Records for the exercise →
↓
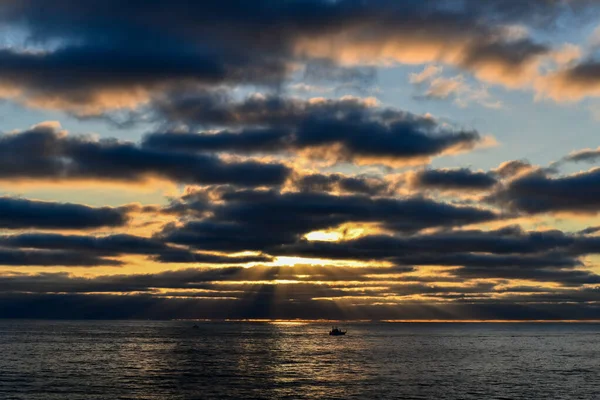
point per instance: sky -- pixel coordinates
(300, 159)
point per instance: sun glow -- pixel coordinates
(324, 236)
↑
↓
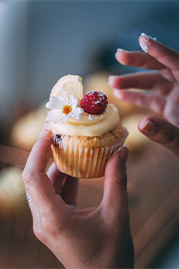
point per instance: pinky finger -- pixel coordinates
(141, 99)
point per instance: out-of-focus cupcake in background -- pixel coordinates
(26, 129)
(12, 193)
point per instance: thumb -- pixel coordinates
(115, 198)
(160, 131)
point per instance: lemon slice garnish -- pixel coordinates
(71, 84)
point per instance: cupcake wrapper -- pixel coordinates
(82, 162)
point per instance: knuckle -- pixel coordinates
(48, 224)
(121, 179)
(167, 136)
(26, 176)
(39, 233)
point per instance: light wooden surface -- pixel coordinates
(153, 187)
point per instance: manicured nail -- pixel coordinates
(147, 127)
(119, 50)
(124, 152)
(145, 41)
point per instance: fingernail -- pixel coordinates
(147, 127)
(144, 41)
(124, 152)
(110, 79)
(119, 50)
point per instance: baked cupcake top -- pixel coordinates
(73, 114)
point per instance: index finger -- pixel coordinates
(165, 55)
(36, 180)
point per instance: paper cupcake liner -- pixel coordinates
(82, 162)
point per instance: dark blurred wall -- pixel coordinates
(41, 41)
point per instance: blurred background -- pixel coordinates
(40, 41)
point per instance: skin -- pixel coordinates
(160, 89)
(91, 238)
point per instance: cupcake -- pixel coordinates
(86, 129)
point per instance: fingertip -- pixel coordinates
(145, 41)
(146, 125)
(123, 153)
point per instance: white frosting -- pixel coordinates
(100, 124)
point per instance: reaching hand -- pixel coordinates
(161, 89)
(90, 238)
↑
↓
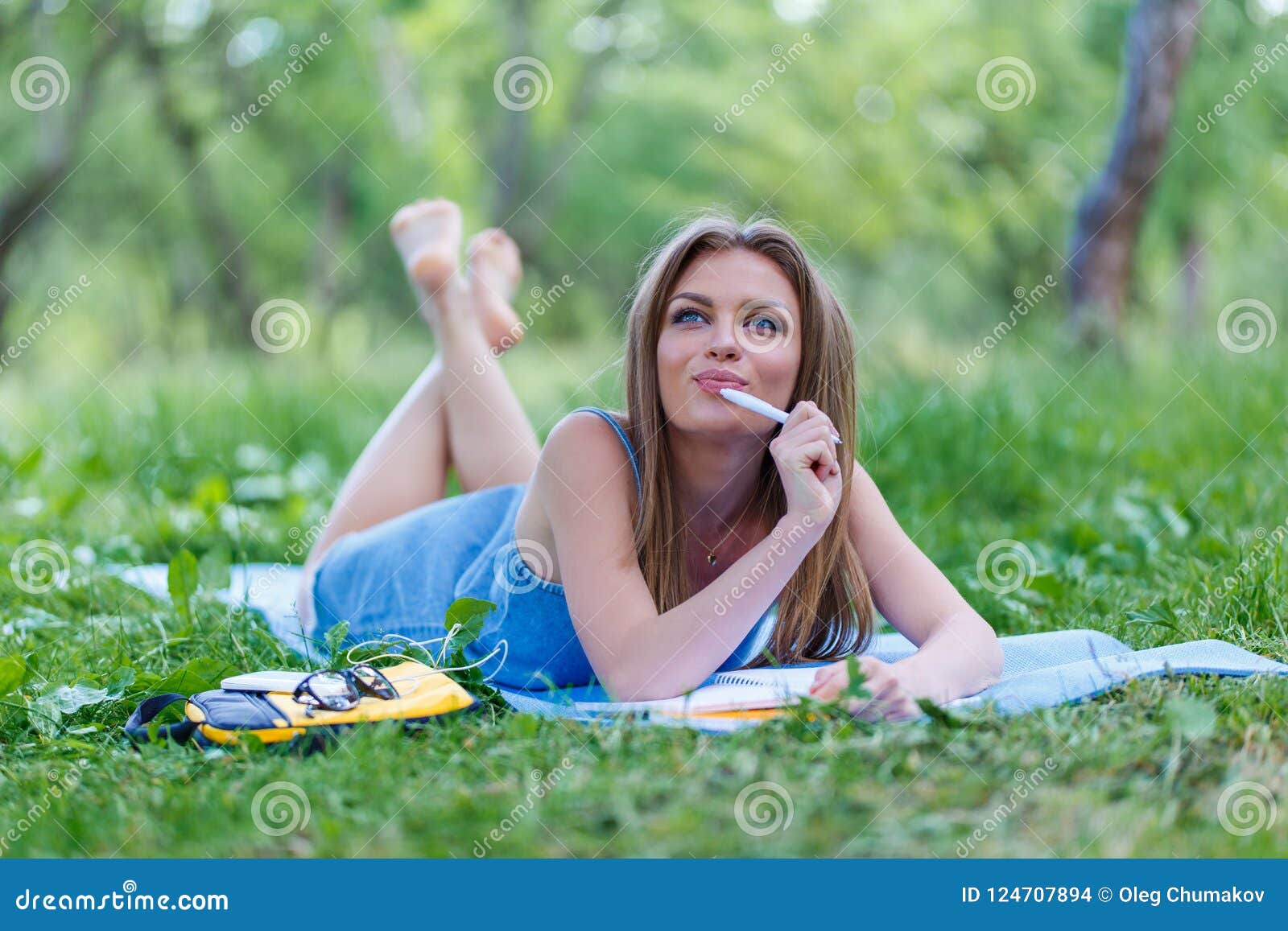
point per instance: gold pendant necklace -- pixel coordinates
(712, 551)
↑
Stated problem → Report every row above that contains the word "background", copying each such row in full. Treat uppercase and lowercase letters as different.

Reply →
point per instance: out-of-focus cupcake in background -- pixel coordinates
point per instance: blurred background -- pixel coordinates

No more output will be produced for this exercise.